- **INSTRUCTIONS TO FOLLOW**
Records follow. Pull out every line that contains "plate".

- **LISTED ENTRIES**
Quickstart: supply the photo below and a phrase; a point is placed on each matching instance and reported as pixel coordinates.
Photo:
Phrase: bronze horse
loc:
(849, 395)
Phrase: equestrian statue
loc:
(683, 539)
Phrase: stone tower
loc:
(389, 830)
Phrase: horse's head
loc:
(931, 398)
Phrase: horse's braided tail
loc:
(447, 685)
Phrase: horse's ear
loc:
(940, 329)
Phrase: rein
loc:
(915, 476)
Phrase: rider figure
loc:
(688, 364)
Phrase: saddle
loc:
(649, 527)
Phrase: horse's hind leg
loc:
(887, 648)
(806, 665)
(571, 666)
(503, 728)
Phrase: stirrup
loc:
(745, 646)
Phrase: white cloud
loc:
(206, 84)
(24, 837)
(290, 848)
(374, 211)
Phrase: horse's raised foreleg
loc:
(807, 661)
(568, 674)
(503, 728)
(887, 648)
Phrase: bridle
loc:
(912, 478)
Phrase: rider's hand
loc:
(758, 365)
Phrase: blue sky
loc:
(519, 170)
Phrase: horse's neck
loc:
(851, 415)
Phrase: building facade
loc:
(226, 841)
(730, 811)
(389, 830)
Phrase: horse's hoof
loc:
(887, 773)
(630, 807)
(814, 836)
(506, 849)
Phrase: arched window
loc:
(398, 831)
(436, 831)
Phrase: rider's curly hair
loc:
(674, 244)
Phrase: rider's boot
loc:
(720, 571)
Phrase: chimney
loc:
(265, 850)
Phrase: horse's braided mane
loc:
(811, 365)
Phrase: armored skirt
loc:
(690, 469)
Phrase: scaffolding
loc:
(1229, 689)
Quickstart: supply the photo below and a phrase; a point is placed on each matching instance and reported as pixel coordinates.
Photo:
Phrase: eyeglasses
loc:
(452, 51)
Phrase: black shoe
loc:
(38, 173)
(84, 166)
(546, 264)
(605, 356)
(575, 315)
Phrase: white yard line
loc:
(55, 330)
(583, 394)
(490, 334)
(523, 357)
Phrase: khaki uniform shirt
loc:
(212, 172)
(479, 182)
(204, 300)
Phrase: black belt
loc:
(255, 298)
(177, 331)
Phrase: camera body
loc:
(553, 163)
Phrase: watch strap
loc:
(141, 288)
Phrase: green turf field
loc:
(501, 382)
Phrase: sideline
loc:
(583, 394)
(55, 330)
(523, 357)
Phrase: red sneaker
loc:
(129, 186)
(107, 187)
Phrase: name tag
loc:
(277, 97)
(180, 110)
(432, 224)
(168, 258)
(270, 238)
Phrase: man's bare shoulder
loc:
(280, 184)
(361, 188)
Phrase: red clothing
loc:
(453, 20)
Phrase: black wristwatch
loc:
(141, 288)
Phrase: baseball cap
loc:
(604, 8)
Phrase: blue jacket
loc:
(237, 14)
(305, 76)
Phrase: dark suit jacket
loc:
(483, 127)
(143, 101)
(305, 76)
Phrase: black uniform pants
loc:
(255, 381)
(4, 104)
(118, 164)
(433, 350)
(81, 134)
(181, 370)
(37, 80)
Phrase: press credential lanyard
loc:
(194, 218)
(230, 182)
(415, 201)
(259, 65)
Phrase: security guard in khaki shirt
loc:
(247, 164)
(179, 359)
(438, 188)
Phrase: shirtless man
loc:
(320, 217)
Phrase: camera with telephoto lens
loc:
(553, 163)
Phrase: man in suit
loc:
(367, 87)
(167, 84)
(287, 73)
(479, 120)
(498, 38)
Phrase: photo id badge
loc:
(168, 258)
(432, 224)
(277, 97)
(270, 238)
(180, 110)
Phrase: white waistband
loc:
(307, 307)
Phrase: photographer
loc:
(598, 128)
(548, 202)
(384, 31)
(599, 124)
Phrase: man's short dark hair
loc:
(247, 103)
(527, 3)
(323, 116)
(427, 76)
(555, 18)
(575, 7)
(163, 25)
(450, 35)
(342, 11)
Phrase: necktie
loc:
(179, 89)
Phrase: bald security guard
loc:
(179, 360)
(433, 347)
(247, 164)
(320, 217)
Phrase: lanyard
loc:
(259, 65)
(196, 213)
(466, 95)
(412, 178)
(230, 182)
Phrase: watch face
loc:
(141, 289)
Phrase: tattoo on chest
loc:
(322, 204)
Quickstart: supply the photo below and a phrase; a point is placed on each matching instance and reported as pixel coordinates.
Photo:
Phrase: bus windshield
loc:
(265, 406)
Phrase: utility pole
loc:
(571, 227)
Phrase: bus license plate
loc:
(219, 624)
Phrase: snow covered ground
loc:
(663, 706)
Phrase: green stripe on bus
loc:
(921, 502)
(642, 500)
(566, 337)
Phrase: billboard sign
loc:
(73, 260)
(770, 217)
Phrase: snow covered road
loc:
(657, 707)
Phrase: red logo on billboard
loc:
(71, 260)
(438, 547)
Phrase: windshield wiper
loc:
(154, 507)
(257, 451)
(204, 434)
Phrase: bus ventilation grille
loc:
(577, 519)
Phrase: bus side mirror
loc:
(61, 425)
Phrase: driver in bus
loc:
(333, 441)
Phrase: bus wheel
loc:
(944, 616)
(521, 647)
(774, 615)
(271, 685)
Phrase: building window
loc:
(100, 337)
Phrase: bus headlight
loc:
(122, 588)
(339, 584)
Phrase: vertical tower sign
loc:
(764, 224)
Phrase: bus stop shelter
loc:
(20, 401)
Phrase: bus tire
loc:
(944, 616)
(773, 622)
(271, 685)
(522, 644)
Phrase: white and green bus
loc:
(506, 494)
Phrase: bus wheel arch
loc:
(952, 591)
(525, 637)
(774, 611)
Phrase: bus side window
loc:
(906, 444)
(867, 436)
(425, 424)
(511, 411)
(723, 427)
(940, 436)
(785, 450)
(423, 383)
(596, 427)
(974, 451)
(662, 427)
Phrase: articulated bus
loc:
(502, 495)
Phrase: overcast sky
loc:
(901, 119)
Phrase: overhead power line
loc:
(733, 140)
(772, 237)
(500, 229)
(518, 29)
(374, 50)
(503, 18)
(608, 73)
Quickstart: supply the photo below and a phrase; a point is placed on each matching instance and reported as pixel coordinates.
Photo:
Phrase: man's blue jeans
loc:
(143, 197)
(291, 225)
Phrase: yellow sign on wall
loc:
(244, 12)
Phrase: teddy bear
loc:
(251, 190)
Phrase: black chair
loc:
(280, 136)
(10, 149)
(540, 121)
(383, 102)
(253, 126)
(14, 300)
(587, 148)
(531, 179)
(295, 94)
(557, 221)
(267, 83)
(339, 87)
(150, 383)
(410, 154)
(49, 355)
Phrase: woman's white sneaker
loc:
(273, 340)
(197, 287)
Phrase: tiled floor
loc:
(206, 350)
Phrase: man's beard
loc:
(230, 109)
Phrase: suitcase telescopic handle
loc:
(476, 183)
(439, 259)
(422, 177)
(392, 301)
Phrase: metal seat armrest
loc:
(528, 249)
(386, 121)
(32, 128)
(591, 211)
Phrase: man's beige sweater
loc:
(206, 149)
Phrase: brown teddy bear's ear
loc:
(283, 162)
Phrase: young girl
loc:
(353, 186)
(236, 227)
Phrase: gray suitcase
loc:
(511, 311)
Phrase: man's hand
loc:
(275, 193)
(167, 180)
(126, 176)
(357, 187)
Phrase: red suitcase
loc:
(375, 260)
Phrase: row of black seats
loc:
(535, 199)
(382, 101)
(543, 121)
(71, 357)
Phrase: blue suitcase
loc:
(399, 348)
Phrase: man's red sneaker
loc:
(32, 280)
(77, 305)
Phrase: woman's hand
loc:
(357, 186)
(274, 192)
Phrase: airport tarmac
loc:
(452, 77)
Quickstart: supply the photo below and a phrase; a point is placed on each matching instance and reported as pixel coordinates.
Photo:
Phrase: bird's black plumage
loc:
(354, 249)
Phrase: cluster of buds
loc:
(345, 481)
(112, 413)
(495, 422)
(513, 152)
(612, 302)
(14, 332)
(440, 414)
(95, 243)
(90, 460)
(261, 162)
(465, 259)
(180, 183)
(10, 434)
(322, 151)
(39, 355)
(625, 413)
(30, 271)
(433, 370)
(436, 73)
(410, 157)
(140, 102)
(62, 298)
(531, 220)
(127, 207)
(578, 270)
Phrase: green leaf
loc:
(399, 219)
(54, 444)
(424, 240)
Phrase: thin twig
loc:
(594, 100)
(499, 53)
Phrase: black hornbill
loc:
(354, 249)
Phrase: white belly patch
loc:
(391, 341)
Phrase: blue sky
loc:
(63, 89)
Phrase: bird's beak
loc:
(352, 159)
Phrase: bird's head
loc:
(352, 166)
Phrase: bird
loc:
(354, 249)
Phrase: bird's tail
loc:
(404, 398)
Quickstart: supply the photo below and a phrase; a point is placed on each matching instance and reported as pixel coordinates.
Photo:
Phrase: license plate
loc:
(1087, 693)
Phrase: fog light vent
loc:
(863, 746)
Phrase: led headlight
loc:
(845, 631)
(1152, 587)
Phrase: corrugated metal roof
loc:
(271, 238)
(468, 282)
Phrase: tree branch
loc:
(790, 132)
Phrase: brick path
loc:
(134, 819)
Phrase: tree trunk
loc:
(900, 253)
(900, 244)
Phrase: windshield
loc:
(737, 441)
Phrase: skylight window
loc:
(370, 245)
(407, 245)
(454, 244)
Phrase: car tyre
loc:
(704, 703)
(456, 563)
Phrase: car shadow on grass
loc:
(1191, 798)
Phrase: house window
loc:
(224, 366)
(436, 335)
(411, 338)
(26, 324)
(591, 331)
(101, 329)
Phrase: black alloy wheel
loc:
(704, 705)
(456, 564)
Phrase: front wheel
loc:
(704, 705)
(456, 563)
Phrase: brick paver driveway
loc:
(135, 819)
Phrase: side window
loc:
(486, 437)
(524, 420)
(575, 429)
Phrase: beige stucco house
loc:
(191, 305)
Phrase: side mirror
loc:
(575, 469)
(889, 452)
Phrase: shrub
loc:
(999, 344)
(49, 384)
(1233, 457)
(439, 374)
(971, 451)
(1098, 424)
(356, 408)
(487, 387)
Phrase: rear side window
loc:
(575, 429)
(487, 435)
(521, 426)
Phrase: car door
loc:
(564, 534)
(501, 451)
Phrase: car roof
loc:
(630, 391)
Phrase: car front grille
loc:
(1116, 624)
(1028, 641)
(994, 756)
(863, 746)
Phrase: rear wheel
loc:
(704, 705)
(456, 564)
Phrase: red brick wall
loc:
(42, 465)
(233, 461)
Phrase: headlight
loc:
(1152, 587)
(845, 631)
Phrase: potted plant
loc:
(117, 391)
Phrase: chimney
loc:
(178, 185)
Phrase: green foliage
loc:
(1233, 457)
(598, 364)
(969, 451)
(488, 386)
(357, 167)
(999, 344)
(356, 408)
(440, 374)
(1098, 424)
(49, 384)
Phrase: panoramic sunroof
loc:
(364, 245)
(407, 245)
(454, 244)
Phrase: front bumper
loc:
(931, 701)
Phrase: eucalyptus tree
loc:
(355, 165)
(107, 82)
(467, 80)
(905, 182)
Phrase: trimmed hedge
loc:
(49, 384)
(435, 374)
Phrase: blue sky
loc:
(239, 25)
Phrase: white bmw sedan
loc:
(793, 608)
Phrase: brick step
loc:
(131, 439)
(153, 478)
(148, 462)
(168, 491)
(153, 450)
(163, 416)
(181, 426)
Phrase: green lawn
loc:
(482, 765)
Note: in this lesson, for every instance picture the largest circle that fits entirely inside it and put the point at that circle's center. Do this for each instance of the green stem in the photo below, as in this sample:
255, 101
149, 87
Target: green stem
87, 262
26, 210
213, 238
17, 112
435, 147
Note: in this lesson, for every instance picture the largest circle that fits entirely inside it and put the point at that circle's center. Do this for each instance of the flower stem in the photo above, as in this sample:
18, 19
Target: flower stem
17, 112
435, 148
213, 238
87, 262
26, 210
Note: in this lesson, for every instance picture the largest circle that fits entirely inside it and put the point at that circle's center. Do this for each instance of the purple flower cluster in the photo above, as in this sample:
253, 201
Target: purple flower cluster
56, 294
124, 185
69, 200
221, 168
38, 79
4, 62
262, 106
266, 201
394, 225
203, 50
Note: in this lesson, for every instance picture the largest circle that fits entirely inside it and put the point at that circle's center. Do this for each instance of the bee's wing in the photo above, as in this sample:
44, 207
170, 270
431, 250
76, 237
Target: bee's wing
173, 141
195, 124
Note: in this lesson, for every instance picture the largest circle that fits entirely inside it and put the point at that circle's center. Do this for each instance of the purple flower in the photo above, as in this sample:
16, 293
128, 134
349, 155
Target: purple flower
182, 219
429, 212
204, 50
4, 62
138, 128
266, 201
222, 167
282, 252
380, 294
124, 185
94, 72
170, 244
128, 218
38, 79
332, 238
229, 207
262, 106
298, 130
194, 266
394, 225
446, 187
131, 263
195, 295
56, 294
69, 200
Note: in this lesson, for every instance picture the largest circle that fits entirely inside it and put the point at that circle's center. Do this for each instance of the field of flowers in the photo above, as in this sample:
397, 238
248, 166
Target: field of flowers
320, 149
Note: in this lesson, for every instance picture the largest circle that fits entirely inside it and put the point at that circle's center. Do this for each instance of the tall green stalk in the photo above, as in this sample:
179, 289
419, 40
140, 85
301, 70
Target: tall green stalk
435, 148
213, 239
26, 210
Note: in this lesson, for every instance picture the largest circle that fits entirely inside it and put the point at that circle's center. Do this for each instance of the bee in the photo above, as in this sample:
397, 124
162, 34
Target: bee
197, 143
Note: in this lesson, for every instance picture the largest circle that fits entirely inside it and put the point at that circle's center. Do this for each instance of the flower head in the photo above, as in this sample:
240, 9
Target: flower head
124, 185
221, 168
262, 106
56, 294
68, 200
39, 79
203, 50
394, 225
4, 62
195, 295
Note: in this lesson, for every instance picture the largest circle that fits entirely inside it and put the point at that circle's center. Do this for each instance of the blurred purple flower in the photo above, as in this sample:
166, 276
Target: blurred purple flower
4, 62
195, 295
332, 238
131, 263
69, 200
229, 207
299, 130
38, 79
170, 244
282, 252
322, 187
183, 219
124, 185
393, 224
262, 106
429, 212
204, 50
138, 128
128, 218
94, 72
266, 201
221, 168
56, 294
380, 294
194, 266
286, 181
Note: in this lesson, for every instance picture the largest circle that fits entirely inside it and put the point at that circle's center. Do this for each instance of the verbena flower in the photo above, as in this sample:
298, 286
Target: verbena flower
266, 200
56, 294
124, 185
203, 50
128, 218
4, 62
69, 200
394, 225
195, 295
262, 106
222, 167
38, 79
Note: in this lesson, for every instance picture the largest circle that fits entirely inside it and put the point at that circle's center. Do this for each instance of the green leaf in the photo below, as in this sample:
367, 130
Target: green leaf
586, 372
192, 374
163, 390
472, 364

- **RESULT FOR THIS EXERCISE**
Phrase: bus license plate
Phrase: license plate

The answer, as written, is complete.